DATASET:
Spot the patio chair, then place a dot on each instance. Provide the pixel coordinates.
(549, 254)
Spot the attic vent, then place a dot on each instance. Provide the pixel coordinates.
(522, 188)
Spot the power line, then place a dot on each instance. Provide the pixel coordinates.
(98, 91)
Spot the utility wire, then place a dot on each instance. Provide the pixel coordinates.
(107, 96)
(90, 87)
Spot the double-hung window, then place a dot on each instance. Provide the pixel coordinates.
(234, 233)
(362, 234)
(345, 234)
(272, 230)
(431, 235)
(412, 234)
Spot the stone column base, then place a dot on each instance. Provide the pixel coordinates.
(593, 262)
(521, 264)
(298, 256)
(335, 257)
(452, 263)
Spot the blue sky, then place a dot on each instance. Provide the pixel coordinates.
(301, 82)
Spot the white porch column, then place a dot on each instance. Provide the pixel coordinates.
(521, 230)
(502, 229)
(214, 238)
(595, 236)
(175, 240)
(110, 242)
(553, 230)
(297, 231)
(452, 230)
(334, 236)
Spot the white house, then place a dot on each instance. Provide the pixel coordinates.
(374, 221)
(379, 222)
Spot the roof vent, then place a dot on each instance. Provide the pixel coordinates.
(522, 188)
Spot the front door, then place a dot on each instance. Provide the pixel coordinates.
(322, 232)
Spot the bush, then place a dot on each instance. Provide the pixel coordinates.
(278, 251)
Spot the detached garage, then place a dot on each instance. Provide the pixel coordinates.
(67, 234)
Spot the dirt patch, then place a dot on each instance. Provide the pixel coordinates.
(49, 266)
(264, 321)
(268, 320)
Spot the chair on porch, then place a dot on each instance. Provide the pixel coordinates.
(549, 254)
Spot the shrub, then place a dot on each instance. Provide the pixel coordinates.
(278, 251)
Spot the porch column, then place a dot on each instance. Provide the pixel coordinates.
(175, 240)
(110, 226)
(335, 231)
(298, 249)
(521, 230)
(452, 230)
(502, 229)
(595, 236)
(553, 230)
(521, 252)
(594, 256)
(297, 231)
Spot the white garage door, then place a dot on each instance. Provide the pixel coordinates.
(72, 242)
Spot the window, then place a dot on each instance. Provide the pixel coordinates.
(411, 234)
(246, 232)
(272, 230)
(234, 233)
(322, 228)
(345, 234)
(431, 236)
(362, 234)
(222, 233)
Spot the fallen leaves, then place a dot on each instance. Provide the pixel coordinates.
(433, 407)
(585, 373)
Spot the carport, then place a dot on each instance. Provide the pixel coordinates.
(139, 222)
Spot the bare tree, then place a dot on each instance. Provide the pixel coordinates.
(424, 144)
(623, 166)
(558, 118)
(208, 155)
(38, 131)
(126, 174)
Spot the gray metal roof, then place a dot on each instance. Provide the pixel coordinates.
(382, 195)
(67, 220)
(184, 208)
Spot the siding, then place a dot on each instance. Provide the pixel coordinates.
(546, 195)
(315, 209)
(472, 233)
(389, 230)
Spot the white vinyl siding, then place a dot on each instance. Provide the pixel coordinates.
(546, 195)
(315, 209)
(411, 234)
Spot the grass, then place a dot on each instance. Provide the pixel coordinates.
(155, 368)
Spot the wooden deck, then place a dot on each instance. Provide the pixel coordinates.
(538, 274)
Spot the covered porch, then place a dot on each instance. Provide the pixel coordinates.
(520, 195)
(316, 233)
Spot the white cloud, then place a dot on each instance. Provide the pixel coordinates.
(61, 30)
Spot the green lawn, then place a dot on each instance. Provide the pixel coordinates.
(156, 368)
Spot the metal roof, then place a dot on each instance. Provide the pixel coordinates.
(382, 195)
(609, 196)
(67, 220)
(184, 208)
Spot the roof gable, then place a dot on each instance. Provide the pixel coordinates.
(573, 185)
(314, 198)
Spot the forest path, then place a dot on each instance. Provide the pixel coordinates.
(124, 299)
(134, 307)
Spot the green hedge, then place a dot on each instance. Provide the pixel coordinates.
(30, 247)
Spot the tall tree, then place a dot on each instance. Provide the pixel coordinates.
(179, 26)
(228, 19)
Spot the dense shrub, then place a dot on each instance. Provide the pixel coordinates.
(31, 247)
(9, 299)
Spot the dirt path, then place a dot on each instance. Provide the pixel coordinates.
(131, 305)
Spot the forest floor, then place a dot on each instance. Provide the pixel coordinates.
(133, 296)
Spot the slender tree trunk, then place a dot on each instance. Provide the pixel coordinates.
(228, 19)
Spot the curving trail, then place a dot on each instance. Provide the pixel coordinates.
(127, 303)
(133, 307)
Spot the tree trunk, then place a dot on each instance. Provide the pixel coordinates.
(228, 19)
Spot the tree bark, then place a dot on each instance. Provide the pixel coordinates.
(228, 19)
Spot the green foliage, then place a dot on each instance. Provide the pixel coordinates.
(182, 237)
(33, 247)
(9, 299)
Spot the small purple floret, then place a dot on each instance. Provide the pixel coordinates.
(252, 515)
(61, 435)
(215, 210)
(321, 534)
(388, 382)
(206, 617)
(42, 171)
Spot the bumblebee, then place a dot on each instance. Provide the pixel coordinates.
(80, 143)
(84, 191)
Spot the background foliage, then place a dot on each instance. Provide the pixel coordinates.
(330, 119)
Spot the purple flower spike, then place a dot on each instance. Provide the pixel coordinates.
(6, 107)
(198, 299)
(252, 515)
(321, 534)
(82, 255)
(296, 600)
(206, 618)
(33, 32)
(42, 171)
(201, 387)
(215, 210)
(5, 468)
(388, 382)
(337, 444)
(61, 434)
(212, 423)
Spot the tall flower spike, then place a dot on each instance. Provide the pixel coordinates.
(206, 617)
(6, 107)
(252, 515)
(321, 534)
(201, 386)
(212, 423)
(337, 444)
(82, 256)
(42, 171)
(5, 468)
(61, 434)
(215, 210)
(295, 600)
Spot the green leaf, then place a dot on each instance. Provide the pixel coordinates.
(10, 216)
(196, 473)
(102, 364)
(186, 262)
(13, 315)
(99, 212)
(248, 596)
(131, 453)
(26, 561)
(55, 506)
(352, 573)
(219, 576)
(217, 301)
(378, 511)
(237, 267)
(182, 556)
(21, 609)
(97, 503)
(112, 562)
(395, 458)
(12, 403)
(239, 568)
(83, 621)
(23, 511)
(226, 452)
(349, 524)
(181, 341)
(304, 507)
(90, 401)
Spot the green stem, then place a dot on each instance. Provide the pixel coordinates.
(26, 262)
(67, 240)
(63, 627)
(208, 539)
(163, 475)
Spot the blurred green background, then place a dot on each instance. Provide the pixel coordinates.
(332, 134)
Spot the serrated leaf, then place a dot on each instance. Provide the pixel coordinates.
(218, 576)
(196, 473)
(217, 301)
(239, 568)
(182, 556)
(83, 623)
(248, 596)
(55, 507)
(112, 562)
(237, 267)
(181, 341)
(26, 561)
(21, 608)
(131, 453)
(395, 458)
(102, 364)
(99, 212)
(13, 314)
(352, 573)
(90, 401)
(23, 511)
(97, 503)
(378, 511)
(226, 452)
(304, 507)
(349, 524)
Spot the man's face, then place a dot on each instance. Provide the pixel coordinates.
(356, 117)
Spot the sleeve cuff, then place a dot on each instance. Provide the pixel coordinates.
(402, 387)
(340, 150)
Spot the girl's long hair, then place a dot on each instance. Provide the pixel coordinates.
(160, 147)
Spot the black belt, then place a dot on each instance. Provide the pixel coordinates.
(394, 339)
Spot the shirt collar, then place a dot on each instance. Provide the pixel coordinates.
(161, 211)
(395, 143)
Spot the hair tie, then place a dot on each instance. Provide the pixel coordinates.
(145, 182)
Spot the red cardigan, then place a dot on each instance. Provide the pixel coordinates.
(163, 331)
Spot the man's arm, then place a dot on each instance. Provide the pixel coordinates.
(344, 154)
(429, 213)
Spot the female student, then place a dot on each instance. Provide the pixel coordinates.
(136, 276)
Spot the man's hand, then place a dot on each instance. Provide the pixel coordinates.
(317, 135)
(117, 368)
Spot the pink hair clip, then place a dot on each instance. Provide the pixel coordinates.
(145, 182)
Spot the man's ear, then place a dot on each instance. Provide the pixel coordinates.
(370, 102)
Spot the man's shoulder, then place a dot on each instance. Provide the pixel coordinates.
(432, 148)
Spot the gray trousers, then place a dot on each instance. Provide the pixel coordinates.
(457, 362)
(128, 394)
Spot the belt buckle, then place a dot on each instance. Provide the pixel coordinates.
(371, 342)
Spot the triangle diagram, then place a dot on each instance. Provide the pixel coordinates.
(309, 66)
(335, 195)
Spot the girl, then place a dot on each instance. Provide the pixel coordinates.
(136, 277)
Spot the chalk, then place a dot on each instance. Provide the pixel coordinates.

TASK TO CARRY OUT:
Everything from the line with "Spot the sleeve" to the end of the listing above needs to be duplicated exactly, both end lines included, with nothing more.

THE REPLY:
Spot the sleeve cuff, then place a dot on each instance. Provide the pixel coordinates.
(402, 387)
(340, 150)
Spot the girl's long hair, then place a dot on each instance. Provide the pixel coordinates.
(160, 147)
Spot the black belt, then place a dot on each instance. Provide the pixel coordinates.
(394, 339)
Spot the shirt collar, then place a dot on each instance. Provide the pixel coordinates.
(161, 211)
(395, 143)
Spot the hair tie, then place a dot on each instance. Provide the pixel coordinates.
(145, 182)
Spot the red cardigan, then place a dot on each instance. Provide the pixel coordinates.
(163, 331)
Spot the man's arm, then place a dot on each instance. Provide the pixel coordinates.
(344, 154)
(429, 213)
Spot the female student, then place a dot on each instance. Provide the pixel coordinates.
(136, 276)
Spot the man's hand, then place a dot on each instance. Provide the pixel coordinates.
(317, 135)
(117, 368)
Spot the pink hair clip, then place a dot on each instance. Provide the pixel coordinates.
(145, 182)
Spot the man's ear, then place a dot on each instance. Provide the pixel coordinates.
(370, 102)
Spot the man's shoulder, then place a dot on each instance. Provide the pixel coordinates.
(432, 148)
Spot the gray trousers, then place a dot on each instance. Provide the pixel coordinates.
(457, 362)
(128, 394)
Spot the belt buckle, then place a dot on each instance. Provide the pixel coordinates.
(371, 342)
Spot the triangle diagram, then place a dot on each instance. Provide the pixel coordinates.
(309, 66)
(335, 195)
Spot the girl, then place a dot on each instance. Provide the pixel coordinates.
(136, 277)
Spot the chalk, then place a dot on each instance. Provide the pixel coordinates.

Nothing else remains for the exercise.